PASSAGE >>

The Once and Never King
We are about eight years behind schedule.
Around the millennial epoch I helped SuSE whelp the SuSE Linux Enterprise Desktop (SLED), a product that is till on the Novell price list. Growing frustration with Microsoft viruses, continued vendor lock-in and the inherent lower cost of an Open Source desktop were hailed as the beginning of the end of Microsoft’s dominance.
Yeah. I didn’t believe it either.
SuSE arguably had and still has the best alternative to a Microsoft desktop, and considering that it is not Vista, perhaps the best desktop available. But like many good technology solutions it never took the market by storm despite continued frustration with Vista, continued vendor lock-in and the inherent lower cost of an Open Source. Market dynamics and realities stopped SLED’s march.
“The reality is that (the Linux desktop) is a slow, gradual, unstoppable growth,” said my buddy Jeremy White at CodeWeavers, a crew that knows more about Linux desktops than Torvalds. “Emphasis on ‘slow’. Growth is steady, but measured in a fraction of a percent and mainly overseas.”
The reason Linux desktops have never been a big hit with businesses is because no segment of the market sees enough advantage. Technically challenged small businesses have enough to deal with, and can’t even migrate away from Windows 98.

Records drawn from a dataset
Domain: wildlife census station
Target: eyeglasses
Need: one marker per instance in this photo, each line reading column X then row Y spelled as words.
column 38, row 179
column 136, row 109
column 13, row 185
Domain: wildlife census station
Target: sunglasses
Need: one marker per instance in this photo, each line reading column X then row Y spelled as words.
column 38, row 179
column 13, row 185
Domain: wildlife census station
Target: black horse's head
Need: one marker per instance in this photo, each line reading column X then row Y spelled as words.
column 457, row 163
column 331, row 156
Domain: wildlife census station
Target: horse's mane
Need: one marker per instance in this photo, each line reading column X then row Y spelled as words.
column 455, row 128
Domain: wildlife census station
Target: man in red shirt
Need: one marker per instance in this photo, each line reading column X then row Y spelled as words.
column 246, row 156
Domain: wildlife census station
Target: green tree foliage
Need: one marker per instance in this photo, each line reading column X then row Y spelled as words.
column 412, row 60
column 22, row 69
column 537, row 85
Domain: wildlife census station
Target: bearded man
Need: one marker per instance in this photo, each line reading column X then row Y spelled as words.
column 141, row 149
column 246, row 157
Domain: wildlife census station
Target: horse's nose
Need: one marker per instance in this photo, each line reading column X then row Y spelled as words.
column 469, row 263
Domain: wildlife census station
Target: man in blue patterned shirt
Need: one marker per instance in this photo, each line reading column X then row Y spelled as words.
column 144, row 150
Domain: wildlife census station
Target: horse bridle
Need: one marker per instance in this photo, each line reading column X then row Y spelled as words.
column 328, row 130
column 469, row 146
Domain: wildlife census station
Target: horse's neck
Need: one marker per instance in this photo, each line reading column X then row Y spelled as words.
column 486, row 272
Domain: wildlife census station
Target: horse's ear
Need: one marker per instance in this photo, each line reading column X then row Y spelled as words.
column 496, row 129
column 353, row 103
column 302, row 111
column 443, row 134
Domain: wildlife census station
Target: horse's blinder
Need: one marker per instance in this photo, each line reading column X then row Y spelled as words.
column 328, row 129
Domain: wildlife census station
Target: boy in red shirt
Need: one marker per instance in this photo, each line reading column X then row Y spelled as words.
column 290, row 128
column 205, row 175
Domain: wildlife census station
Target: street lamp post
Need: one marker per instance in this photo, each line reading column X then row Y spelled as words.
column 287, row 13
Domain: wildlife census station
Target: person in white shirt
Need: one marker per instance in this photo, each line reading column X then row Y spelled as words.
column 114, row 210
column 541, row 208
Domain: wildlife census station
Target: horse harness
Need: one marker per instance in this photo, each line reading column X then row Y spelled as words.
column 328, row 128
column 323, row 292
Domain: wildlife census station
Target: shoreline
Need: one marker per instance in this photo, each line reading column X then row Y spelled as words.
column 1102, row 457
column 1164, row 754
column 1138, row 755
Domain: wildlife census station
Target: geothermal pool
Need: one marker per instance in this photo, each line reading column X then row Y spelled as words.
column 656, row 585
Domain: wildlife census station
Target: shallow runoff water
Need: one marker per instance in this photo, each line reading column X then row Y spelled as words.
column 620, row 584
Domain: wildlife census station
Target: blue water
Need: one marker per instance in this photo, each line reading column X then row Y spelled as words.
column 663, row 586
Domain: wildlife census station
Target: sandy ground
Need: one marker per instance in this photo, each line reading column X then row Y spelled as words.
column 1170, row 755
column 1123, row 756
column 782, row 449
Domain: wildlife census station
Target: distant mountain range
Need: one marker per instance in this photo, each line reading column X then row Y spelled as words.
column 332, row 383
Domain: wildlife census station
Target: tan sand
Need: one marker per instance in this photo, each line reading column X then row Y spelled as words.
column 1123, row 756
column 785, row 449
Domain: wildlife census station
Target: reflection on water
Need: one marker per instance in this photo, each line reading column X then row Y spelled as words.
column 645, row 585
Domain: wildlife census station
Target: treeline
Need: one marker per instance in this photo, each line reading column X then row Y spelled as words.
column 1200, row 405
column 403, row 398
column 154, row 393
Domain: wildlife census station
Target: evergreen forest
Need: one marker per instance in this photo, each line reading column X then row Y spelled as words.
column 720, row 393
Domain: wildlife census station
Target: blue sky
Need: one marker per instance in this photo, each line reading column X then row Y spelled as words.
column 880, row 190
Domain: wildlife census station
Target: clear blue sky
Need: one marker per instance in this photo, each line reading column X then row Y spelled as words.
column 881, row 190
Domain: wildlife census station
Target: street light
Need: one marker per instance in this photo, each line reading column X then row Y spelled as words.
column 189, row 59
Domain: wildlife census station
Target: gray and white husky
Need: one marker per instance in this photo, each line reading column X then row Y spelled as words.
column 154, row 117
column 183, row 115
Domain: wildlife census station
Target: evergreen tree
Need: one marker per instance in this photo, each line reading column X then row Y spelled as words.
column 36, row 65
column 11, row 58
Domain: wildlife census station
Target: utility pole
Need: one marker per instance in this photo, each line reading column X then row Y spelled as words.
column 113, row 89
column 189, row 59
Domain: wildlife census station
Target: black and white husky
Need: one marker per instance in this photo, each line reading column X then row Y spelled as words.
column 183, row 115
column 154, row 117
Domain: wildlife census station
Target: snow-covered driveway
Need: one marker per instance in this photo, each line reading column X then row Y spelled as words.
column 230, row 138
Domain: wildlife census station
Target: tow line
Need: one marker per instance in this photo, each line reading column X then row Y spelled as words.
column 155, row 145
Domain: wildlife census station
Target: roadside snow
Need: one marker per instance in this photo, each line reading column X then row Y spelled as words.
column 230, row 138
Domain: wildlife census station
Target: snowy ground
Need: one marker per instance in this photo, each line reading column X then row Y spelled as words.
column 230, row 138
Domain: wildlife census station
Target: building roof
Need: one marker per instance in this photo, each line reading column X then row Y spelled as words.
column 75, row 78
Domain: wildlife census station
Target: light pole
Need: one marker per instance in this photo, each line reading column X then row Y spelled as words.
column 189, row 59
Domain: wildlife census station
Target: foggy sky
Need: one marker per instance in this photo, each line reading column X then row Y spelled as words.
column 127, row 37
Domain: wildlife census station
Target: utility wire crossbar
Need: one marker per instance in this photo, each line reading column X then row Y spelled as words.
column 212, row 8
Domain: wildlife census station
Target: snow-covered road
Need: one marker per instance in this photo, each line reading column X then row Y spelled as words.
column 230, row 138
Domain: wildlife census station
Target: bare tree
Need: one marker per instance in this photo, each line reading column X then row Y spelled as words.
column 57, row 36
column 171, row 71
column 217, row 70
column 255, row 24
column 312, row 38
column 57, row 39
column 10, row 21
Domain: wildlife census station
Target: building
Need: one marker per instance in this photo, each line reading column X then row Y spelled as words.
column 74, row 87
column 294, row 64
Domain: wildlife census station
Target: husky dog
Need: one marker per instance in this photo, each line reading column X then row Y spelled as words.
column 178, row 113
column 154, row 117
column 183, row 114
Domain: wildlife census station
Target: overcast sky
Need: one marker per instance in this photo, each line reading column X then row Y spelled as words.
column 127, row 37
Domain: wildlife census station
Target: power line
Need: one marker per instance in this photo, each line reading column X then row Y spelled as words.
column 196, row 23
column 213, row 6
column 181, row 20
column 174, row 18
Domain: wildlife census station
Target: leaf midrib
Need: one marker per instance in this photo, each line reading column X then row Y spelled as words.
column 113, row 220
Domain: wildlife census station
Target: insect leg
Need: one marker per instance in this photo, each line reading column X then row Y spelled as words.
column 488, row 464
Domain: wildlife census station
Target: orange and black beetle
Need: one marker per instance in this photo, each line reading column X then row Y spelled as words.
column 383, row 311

COMPLETE THE FOLLOWING >>
1. Decide whether each statement agrees with the piece on the Linux desktop, answering yes or no and quoting the deciding words from the piece: (a) Jeremy White works at CodeWeavers. (b) Growth of the Linux desktop is mainly domestic. (c) The writer believed the claims that Microsoft's dominance was ending.
2. Transcribe the part of the piece on the Linux desktop between "The Once and" and "stopped SLED’s march.", inclusive.

ANSWERS >>
1.
(a) Yes: "my buddy Jeremy White at CodeWeavers"
(b) No: "mainly overseas"
(c) No: "I didn’t believe it either."

2.
The Once and Never King
We are about eight years behind schedule.
Around the millennial epoch I helped SuSE whelp the SuSE Linux Enterprise Desktop (SLED), a product that is till on the Novell price list. Growing frustration with Microsoft viruses, continued vendor lock-in and the inherent lower cost of an Open Source desktop were hailed as the beginning of the end of Microsoft’s dominance.
Yeah. I didn’t believe it either.
SuSE arguably had and still has the best alternative to a Microsoft desktop, and considering that it is not Vista, perhaps the best desktop available. But like many good technology solutions it never took the market by storm despite continued frustration with Vista, continued vendor lock-in and the inherent lower cost of an Open Source. Market dynamics and realities stopped SLED’s march.